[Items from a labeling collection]
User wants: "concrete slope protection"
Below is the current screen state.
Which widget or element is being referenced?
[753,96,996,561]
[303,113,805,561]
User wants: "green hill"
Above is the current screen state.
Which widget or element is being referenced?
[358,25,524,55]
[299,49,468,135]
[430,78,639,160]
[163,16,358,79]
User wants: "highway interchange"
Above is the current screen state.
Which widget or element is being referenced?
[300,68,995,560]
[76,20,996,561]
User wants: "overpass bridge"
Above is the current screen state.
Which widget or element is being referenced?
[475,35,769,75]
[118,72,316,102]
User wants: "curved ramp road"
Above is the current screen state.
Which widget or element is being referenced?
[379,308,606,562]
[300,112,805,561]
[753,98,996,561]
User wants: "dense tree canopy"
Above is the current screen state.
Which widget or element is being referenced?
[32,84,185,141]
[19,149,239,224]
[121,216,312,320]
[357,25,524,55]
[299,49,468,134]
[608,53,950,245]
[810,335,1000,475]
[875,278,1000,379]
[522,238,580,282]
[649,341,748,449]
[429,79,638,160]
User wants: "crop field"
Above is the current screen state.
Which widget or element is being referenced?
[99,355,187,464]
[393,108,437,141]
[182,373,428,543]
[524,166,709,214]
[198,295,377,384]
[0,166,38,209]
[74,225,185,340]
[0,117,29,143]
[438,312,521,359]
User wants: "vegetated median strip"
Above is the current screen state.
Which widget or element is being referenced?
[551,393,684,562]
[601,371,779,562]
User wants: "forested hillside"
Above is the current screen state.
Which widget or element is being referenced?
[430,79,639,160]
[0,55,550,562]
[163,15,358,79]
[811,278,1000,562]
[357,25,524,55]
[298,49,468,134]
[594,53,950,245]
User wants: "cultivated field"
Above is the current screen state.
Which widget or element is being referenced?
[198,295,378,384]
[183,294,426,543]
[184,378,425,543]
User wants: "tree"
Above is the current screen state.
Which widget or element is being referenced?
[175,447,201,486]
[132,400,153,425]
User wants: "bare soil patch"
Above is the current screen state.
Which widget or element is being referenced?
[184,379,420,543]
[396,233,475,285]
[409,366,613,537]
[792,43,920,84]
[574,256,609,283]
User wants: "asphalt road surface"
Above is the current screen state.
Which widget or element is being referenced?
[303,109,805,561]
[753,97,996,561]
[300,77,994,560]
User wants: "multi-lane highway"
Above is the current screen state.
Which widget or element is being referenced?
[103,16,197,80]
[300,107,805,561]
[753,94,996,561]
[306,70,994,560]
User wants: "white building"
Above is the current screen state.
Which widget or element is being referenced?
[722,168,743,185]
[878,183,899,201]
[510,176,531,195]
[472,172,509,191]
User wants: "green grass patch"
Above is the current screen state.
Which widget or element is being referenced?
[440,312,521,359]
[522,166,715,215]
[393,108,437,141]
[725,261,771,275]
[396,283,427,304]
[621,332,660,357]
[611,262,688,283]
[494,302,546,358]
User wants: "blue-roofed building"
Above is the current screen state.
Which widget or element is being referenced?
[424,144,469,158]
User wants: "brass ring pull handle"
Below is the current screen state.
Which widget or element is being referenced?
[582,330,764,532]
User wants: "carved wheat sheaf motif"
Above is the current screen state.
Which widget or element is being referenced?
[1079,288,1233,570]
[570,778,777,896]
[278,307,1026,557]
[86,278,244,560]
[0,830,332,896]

=== WHAT IS ASKED ===
Render the material from its first line through the line containing "[163,16,358,79]", both included, as a JSON list of strings with one string per line and blank lines omitted.

=== RESPONSE ===
[
  "User wants: \"concrete slope protection\"",
  "Below is the current screen state.",
  "Which widget or element is being referenced?",
  "[753,96,996,561]",
  "[303,113,805,561]",
  "User wants: \"green hill\"",
  "Above is the current screen state.",
  "Which widget or element is being referenced?",
  "[358,25,524,55]",
  "[299,49,468,135]",
  "[430,78,639,160]",
  "[163,16,358,79]"
]